**Source document:**
*****

LIQUIDITY ADJUSTMENT FACILITY (LAF)

The Liquidity Adjustment facility(LAF) of RBI-Macro perspective.

Scheme of Liquidity Adjustment Facility: 2001- 02.

 

 

THE LIQUIDITY ADJUSTMENT FACILITY (LAF) OF RBI.
This write up draws parts from a speech by Mr. Y.V. Reddy on 8th August 2000.

The introduction of the Liquidity Adjustment Facility (LAF) was announced in the slack season credit policy by the RBI governor and was made effective on the 5th of June 2000. The system is being implemented in phases and currently is a daily exercise in which Banks and Primary Dealers (PD) participate.

Objectives of LAF

Amongst its many functions, Reserve Bank of India also acts as the banker of last resort. In this role, the central bank has to ensure that it can inject funds into the system to help participants tide over temporary mismatches of funds. Refinance, as it used to happen earlier was at a fixed rate which was largely divorced from the cost of equivalent short-term funds in the market. This gave rise to a non-egalitarian distribution of interest rates in the short end of the curve. Further, the amounts that could be borrowed were determined by a preset limit. To do away with the deficiencies, RBI moved to an auction system of repos and reverse repos to suck-out and inject liquidity to the market. The three broad objectives of LAF are as follows:

  • To give RBI greater flexibility in determining both the quantum of adjustment as also the rates by responding to the system on a daily basis.
  • To help RBI ensure that the injected funds are being used to fund day-to-day liquidity mismatches and not to finance more permanent assets.

*****

**Data segment:**

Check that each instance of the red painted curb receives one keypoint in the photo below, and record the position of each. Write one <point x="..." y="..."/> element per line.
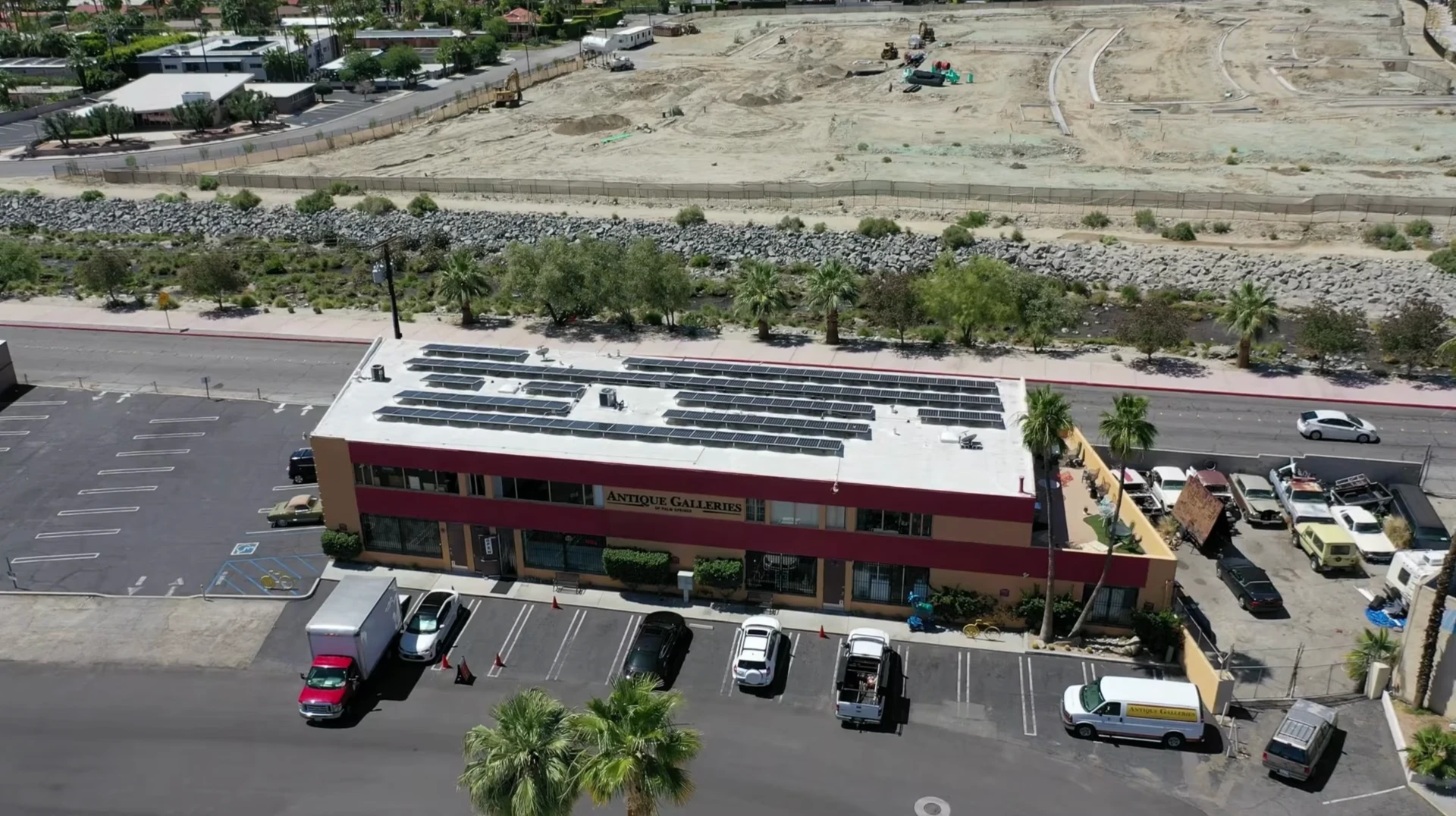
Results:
<point x="185" y="333"/>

*****

**Set exercise 1:** List the shortcomings of the earlier refinance arrangement that the text on the Liquidity Adjustment Facility names.
**Set exercise 2:** According to the text on the Liquidity Adjustment Facility, why did RBI move to an auction system of repos and reverse repos?
**Set exercise 3:** Extract the passage of the text on the Liquidity Adjustment Facility starting with "The Liquidity Adjustment facility(LAF)" and going on through "8th August 2000.".
The material has no connection to the text on the Liquidity Adjustment Facility.

**Full answer 1:**
- Refinance was given at a fixed rate that was largely divorced from the cost of equivalent short-term funds in the market.
- This led to a non-egalitarian distribution of interest rates at the short end of the curve.
- The amounts that could be borrowed were set by a preset limit.

**Full answer 2:** RBI made the move to do away with the deficiencies of the earlier refinance arrangement. That arrangement used a fixed rate largely divorced from market costs, which produced a non-egalitarian distribution of short-end interest rates, and it capped borrowing at a preset limit. The auctions let RBI suck out and inject liquidity in the market.

**Full answer 3:**
The Liquidity Adjustment facility(LAF) of RBI-Macro perspective.

Scheme of Liquidity Adjustment Facility: 2001- 02.

 

 

THE LIQUIDITY ADJUSTMENT FACILITY (LAF) OF RBI.
This write up draws parts from a speech by Mr. Y.V. Reddy on 8th August 2000.